(Entries from a data collection)
-- Start --

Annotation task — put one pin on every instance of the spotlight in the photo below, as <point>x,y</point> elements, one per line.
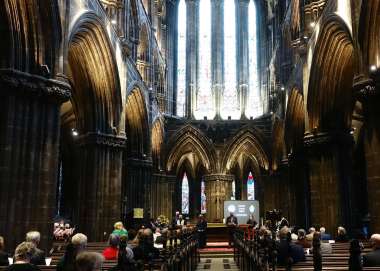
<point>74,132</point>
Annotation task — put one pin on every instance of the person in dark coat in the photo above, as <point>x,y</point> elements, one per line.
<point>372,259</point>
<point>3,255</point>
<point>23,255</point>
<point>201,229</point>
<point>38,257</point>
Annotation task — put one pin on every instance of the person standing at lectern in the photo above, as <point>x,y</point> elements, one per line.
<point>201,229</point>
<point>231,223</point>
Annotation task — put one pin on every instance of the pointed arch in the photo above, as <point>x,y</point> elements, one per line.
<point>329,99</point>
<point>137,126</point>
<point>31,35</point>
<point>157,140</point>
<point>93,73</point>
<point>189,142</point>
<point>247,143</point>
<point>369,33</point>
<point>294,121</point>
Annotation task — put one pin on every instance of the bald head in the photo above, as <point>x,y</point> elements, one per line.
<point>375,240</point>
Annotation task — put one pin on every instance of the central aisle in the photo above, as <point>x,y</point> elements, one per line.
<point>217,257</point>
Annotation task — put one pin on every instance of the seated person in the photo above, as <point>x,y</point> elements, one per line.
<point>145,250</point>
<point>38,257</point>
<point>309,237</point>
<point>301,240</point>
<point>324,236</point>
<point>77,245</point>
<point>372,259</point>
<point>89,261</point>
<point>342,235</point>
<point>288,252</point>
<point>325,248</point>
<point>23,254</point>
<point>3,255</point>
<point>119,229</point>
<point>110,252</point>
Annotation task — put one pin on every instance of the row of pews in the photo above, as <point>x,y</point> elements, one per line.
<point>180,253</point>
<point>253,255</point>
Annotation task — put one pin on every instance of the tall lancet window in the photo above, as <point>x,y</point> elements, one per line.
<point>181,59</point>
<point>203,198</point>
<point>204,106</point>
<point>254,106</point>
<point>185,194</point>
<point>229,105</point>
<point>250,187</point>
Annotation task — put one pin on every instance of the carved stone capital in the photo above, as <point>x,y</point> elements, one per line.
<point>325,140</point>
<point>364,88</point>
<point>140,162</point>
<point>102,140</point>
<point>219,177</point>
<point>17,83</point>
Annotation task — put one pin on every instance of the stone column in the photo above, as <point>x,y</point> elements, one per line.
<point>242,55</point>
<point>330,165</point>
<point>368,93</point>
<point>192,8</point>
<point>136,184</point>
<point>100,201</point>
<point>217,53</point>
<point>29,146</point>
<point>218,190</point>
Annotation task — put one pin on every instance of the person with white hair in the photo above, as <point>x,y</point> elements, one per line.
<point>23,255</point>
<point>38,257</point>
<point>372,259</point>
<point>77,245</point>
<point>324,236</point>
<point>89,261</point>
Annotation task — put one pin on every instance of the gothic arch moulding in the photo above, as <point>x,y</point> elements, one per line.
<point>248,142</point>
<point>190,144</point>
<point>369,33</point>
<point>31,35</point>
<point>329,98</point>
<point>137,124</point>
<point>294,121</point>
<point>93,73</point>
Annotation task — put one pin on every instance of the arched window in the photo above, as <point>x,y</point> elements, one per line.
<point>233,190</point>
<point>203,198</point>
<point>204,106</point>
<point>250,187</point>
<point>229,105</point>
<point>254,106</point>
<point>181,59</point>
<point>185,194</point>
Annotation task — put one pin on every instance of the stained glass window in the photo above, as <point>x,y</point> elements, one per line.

-- End --

WHAT YOU HAVE TO DO. Reproduce the lines from the one containing "of the carved" through the one containing "<point>17,83</point>", swapping "pin" for "marker" and leaving everything else unchanged. Give only those lines.

WRITTEN ANSWER.
Annotation task — put one marker on every instance of the carved stone capital in the photo above, as <point>x,y</point> elements, one per line.
<point>325,140</point>
<point>364,88</point>
<point>140,162</point>
<point>102,140</point>
<point>219,177</point>
<point>17,83</point>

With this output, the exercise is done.